SINGAPORE, May 31 (Reuters) Oil prices were unchanged on Thursday after a four-day losing streak as traders took pause ahead of a likely further rise in U.S. gasoline inventories.

London Brent crude slipped 5 cents to $67.79 a barrel by 0330 GMT, taking losses so far this week to nearly $3 a barrel. U.S.

light, sweet crude was down 12 cents at $63.37 after bucking the trend to gain 34 cents on Wednesday.

ICE's Middle East Dubai crude was up 4 cents.

Losses in Brent crude and gasoline prices came as traders grew increasingly hopeful that motor fuel inventories would last out the peak-demand summer driving season.

Gasoline stocks are expected to have risen by 1.3 million barrels in the week preceding Monday's Memorial Day holiday, which marked the informal start of the summer, according to a Reuters poll ahead of data due out at 1530 GMT.

That would be the fourth build in a row, but would still leave stocks far shy of their norms for this time of year.

''It is worth noticing...that such a build would do little in alleviating the tight supply situation in the gasoline market,'' Barclays Capital said in a report.

Crude oil stocks are expected to have risen by 700,000 barrels and distillate inventories by the same margin.

Oil traders also kept a wary eye on Chinese equity markets after a 6.5 percent fall a day ago, although analysts have said the local equity market's volatility is unlikely to have an immediate impact on economic growth, or oil demand.

The Shanghai index fell sharply again in early trade on Thursday but was down just half a percent by 0317 GMT.

## Recorded information
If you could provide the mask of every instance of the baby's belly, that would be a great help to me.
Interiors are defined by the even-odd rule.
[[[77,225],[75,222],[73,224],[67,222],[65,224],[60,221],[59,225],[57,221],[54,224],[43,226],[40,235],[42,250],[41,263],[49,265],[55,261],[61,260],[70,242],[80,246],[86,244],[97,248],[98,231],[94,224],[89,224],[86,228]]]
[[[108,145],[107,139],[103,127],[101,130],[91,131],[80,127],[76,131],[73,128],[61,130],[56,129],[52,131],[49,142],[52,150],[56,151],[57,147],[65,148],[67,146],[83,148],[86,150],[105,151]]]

## Directive
In the oil-price report above, transcribe word for word the passage that begins with the words containing "Gasoline stocks are" and ends with "the same margin.".

## Exercise response
Gasoline stocks are expected to have risen by 1.3 million barrels in the week preceding Monday's Memorial Day holiday, which marked the informal start of the summer, according to a Reuters poll ahead of data due out at 1530 GMT.

That would be the fourth build in a row, but would still leave stocks far shy of their norms for this time of year.

''It is worth noticing...that such a build would do little in alleviating the tight supply situation in the gasoline market,'' Barclays Capital said in a report.

Crude oil stocks are expected to have risen by 700,000 barrels and distillate inventories by the same margin.